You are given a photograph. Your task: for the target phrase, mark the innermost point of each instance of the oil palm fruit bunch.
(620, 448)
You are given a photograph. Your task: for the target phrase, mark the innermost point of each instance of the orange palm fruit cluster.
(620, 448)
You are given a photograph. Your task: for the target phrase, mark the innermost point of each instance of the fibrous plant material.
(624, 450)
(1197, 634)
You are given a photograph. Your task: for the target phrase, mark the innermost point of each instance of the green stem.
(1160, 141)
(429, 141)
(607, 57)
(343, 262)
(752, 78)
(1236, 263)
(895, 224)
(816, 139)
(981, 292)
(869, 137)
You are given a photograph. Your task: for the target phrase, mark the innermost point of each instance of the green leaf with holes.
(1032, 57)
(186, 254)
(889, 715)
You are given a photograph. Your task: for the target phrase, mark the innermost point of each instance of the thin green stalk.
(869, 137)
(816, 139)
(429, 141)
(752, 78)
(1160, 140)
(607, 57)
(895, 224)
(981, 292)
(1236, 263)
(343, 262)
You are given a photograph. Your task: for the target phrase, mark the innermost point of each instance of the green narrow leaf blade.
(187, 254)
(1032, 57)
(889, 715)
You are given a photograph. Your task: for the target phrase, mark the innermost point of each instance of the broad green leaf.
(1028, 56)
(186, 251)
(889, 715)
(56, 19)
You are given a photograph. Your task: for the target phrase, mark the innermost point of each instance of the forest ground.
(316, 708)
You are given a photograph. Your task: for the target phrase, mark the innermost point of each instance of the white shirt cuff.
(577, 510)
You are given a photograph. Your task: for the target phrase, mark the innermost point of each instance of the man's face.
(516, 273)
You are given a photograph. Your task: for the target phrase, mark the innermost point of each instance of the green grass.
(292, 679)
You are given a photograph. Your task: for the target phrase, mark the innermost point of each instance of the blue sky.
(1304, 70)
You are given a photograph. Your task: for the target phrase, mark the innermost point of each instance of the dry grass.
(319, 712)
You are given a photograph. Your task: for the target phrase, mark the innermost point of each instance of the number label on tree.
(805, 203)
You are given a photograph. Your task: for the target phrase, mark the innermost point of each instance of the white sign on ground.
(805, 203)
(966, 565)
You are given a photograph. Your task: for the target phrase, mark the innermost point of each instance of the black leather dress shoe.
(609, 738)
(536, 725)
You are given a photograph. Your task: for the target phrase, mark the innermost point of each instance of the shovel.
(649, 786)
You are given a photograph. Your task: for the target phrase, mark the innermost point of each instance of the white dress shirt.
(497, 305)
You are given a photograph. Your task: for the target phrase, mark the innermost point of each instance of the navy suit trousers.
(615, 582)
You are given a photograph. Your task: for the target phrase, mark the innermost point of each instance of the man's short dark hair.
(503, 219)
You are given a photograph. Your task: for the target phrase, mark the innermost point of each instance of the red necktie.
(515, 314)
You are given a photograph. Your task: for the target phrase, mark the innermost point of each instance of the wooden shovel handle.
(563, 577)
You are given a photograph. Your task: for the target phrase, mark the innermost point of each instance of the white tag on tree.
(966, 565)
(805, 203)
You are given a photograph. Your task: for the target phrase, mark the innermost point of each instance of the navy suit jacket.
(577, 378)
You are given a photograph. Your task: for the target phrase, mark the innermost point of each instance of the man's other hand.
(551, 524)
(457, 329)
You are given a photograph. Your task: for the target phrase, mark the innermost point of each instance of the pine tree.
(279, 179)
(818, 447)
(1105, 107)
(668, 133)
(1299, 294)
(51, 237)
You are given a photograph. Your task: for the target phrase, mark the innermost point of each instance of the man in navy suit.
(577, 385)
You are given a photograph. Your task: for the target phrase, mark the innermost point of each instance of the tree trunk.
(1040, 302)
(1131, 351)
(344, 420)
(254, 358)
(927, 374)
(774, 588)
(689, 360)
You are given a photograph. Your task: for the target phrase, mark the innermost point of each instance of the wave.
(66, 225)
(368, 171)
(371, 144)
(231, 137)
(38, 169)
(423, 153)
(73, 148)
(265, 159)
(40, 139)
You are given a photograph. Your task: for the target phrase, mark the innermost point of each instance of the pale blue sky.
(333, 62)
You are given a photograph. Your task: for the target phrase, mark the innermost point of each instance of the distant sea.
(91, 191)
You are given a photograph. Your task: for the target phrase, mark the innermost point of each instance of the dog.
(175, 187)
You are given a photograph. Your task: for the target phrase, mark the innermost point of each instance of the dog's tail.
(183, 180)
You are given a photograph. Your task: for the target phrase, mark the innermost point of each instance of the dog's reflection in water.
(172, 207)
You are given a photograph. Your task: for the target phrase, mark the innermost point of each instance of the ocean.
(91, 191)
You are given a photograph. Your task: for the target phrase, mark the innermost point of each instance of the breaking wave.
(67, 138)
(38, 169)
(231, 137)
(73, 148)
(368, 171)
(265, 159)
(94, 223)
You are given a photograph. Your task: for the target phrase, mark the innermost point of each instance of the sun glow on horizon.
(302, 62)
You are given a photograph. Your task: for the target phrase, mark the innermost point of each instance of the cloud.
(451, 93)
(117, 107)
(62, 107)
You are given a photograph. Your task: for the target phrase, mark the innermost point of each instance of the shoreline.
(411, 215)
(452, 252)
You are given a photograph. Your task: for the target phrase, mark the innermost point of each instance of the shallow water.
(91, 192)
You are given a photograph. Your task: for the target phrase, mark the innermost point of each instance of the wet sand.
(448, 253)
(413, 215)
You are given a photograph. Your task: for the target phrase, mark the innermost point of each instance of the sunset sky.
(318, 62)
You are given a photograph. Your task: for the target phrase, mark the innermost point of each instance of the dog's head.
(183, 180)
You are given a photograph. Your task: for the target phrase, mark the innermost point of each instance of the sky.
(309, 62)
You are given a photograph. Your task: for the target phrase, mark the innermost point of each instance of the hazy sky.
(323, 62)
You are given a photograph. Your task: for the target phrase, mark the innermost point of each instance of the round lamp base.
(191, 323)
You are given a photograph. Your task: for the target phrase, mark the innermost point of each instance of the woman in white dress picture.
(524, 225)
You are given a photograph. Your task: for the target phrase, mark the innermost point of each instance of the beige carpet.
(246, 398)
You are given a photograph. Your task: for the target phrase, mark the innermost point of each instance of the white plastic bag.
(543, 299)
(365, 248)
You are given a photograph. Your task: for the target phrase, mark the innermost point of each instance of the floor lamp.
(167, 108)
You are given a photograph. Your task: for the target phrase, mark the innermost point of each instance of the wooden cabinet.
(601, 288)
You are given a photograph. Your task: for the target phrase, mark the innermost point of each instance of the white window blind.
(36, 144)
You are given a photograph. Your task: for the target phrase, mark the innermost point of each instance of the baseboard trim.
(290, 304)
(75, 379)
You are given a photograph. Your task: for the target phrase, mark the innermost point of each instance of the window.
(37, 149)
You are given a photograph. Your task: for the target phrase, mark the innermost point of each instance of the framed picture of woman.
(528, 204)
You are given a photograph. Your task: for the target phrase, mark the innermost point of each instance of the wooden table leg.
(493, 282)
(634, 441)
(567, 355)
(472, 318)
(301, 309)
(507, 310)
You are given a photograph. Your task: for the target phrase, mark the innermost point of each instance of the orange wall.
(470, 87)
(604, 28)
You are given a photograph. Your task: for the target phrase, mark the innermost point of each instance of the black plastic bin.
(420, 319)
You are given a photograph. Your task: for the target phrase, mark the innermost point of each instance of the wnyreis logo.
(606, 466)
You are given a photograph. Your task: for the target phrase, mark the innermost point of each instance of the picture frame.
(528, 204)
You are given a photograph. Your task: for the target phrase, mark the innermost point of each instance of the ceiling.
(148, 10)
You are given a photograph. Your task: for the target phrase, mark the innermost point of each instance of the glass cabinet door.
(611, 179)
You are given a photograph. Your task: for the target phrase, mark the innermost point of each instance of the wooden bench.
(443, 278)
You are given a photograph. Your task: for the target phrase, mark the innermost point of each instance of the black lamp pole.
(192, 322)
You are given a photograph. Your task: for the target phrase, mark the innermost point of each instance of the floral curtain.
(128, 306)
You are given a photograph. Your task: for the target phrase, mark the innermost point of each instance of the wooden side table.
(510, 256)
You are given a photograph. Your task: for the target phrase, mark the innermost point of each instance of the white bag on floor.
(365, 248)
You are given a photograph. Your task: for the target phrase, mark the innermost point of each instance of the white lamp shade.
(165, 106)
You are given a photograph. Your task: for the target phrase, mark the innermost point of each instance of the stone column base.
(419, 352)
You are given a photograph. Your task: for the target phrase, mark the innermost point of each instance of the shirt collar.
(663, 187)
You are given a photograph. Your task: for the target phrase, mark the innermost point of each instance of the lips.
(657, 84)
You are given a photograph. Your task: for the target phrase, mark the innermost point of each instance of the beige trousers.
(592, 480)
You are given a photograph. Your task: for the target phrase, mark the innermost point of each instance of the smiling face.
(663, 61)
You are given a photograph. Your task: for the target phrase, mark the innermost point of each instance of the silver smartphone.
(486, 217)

= = = =

Exactly repeat the lines from the line that contains "the wooden bench." to the end of the entries, both included, and leave out all other lines.

You are given a photograph. Your task: for the target phrase, mark the innermost point of each instance of the wooden bench.
(443, 278)
You are given a photograph. Your task: for the target phrase, mark the innermost point of each instance of the black lamp pole.
(192, 322)
You are given a photograph. Your task: for the target phrase, mark the innermost point of each instance of the floral curtain.
(128, 306)
You are given a photograph. Your task: for the target phrase, mark the innermost point of each instance of the wooden side table.
(510, 256)
You are given a photograph. Your task: for the target phrase, mark the innermost point of each instance of the white bag on floor.
(365, 248)
You are given a photograph. Your task: for the target phrase, mark the innermost point of each instance of the white lamp shade.
(165, 106)
You are given a photograph. Your task: for the target phrase, mark the innermost point of each instance of the stone column base.
(419, 352)
You are given a photograph. Your task: for the target phrase, mark the innermost point of each instance of the shirt collar.
(663, 187)
You are given a photograph. Your task: for the target phrase, mark the innermost point of each instance of the lips.
(657, 84)
You are given a photograph. Your task: for the target phrase, mark the innermost point of each instance of the beige trousers.
(592, 480)
You are given a photograph. Your task: for the target phrase, mark the innermost point of each instance of the smiling face.
(663, 61)
You are given a photograph. Your task: for the target phrase, mark the innermost point of each instance of the silver smartphone.
(486, 217)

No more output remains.